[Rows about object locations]
━━━━━━━━━━━━━━━━━━━━
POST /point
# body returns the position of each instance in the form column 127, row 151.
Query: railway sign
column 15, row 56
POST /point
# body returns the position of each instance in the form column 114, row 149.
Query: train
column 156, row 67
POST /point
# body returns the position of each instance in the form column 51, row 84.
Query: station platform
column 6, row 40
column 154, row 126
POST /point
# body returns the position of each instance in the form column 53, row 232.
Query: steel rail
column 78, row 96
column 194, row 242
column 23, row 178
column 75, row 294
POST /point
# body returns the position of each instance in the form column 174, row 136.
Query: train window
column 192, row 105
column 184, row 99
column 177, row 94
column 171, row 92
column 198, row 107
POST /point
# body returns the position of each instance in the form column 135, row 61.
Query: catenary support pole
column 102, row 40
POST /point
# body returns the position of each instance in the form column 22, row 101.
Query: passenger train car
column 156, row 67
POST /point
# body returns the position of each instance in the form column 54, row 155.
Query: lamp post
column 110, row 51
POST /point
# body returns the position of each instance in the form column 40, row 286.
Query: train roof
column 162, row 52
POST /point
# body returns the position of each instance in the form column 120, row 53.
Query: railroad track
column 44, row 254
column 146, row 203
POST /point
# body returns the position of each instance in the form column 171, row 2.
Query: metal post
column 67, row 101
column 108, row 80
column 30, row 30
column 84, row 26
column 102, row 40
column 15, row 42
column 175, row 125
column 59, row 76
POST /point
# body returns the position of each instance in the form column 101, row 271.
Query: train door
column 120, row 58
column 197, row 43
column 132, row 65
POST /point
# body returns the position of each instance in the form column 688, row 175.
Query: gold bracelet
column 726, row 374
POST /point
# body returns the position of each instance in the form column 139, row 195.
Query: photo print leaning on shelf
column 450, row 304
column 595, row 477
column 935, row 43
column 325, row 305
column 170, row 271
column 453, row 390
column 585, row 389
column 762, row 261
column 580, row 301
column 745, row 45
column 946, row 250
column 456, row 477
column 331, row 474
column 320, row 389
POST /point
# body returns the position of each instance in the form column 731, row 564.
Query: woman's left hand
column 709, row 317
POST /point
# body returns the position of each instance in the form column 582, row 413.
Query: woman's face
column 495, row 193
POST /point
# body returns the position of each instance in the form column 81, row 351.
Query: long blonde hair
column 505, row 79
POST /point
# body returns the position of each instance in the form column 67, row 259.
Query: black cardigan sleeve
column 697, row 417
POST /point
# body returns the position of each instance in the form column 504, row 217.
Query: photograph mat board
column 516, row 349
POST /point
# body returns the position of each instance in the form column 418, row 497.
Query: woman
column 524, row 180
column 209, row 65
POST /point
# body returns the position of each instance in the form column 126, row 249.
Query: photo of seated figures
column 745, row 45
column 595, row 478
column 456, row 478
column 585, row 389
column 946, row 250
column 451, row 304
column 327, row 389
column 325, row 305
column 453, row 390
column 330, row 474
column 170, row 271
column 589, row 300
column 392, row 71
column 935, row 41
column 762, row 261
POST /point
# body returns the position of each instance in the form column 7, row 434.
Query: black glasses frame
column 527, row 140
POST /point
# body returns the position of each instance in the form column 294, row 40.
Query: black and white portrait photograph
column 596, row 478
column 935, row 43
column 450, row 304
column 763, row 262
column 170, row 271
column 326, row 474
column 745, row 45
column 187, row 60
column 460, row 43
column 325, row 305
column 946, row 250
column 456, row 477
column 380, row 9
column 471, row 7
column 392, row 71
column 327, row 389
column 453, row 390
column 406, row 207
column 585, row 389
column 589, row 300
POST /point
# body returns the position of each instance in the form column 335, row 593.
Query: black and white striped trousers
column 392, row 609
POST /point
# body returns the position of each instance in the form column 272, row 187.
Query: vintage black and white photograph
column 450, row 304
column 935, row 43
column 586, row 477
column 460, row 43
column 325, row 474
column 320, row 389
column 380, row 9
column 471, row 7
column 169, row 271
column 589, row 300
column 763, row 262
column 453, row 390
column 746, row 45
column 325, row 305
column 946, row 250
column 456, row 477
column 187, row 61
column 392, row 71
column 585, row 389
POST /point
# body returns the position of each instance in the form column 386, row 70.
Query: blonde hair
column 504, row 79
━━━━━━━━━━━━━━━━━━━━
= Work to do =
Collect every line of the rows above that contains the string "train", treating uppercase and lowercase letters as distinct.

= Exercise output =
Query: train
Query: train window
Query: passenger train car
Query: train roof
Query: train door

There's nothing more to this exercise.